*Extracted text*
This truth does not belong to Jews alone. I take it as my personal task to spread this understanding of religion as widely as I can. But I believe that is our collective mission as well. When we agreed to be called a kingdom of priests at the foot of Mount Sinai (Ex. 19:6), we committed ourselves to share the teachings we received there with all of humanity. In some of the dark ages of Jewish history (and there were many), voices arose that tried to apply terms like divine soul and image of God to Jews alone. They found it hard to believe that those who slaughtered and exiled us so mercilessly could be truly human, bearers of souls just as holy as our own. It is no surprise that ethnic and religious persecution should have given rise to xenophobia, the fear and hatred of outsiders. It is also no surprise that these claims should have gotten a new hearing in the years following the Holocaust. Brought out into the light, however, such narrowing views need to be seen for what they are: a violation of our Torahs truth. Why was Adam created singly? asks the Talmud. So that no person could ever say to another: My father is greater than yours (M. Sanhedrin 4:5).

Since religion is primarily addressed to this essential divine-human spirit, rather than to the rational mind, I understand its truth to dwell in an inner realm closer to art than to science. Religion has nothing it can prove; it can only witness. It is meant to be evocative, soul-awakening. Accordingly, I ask that you read what I place before you here as testimony, perhaps even as a work of art. You may find some parts of it surprisingly personal and revealing; it could not be otherwise. But it is also a reading of Torah, my language for that inward journey, as I have come to live and understand it over the course of a long lifetime, one filled with many blessings. I welcome you to come and read along with me, as I might welcome you to listen to my music or to view my set of paintings. I hope you enjoy this book and derive meaning from it, in your own way. But I hope for more than that. If my teachings speak to you, whoever you are and wherever you come from, I hope they will inspire you to create your own readings and understandings of this tradition. They will surely be different from mine, just as each of us is a unique human being. All our life experiences are there with us as we approach the world of Torah.

*Exercise materials*
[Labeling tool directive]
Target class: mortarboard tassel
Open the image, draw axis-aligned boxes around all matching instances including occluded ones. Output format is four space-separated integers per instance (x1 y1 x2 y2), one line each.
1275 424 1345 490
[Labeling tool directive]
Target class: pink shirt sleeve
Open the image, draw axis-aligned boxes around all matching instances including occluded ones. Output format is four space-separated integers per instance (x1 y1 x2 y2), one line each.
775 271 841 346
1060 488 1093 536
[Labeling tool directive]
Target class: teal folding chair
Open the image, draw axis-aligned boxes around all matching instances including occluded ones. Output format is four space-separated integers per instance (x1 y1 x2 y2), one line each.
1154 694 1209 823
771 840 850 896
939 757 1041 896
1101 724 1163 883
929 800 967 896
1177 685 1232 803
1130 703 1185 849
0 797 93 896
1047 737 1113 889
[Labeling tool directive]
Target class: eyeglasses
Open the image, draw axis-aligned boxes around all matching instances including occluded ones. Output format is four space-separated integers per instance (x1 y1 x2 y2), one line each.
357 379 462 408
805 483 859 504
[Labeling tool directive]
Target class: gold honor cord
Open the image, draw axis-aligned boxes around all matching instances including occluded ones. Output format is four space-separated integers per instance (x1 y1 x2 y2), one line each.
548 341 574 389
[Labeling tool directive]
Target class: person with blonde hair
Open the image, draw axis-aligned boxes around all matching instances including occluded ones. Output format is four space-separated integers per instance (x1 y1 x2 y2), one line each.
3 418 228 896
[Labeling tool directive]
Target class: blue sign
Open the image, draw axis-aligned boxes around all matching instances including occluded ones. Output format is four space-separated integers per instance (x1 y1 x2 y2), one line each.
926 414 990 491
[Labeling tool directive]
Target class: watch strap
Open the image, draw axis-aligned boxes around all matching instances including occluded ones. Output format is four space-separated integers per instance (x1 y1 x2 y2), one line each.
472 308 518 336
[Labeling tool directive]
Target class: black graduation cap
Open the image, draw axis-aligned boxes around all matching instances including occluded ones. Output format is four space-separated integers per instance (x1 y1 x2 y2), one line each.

*Work to complete*
• A. Reproduce the passage on religion and Torah word for word, in full.
• B. Transcribe the listing exactly as it appears, everything from its first line down to and including the line containing "805 483 859 504", and nothing past that line.

*Solutions to the problems*
• A.
This truth does not belong to Jews alone. I take it as my personal task to spread this understanding of religion as widely as I can. But I believe that is our collective mission as well. When we agreed to be called a kingdom of priests at the foot of Mount Sinai (Ex. 19:6), we committed ourselves to share the teachings we received there with all of humanity. In some of the dark ages of Jewish history (and there were many), voices arose that tried to apply terms like divine soul and image of God to Jews alone. They found it hard to believe that those who slaughtered and exiled us so mercilessly could be truly human, bearers of souls just as holy as our own. It is no surprise that ethnic and religious persecution should have given rise to xenophobia, the fear and hatred of outsiders. It is also no surprise that these claims should have gotten a new hearing in the years following the Holocaust. Brought out into the light, however, such narrowing views need to be seen for what they are: a violation of our Torahs truth. Why was Adam created singly? asks the Talmud. So that no person could ever say to another: My father is greater than yours (M. Sanhedrin 4:5).

Since religion is primarily addressed to this essential divine-human spirit, rather than to the rational mind, I understand its truth to dwell in an inner realm closer to art than to science. Religion has nothing it can prove; it can only witness. It is meant to be evocative, soul-awakening. Accordingly, I ask that you read what I place before you here as testimony, perhaps even as a work of art. You may find some parts of it surprisingly personal and revealing; it could not be otherwise. But it is also a reading of Torah, my language for that inward journey, as I have come to live and understand it over the course of a long lifetime, one filled with many blessings. I welcome you to come and read along with me, as I might welcome you to listen to my music or to view my set of paintings. I hope you enjoy this book and derive meaning from it, in your own way. But I hope for more than that. If my teachings speak to you, whoever you are and wherever you come from, I hope they will inspire you to create your own readings and understandings of this tradition. They will surely be different from mine, just as each of us is a unique human being. All our life experiences are there with us as we approach the world of Torah.

• B.
[Labeling tool directive]
Target class: mortarboard tassel
Open the image, draw axis-aligned boxes around all matching instances including occluded ones. Output format is four space-separated integers per instance (x1 y1 x2 y2), one line each.
1275 424 1345 490
[Labeling tool directive]
Target class: pink shirt sleeve
Open the image, draw axis-aligned boxes around all matching instances including occluded ones. Output format is four space-separated integers per instance (x1 y1 x2 y2), one line each.
775 271 841 346
1060 488 1093 536
[Labeling tool directive]
Target class: teal folding chair
Open the image, draw axis-aligned boxes around all matching instances including occluded ones. Output format is four space-separated integers per instance (x1 y1 x2 y2), one line each.
1154 694 1209 823
771 840 850 896
939 757 1041 896
1101 724 1163 883
929 800 967 896
1177 685 1232 803
1130 703 1185 849
0 797 93 896
1047 737 1113 889
[Labeling tool directive]
Target class: eyeglasses
Open the image, draw axis-aligned boxes around all matching instances including occluded ones. Output format is four space-separated integers per instance (x1 y1 x2 y2), one line each.
357 379 462 408
805 483 859 504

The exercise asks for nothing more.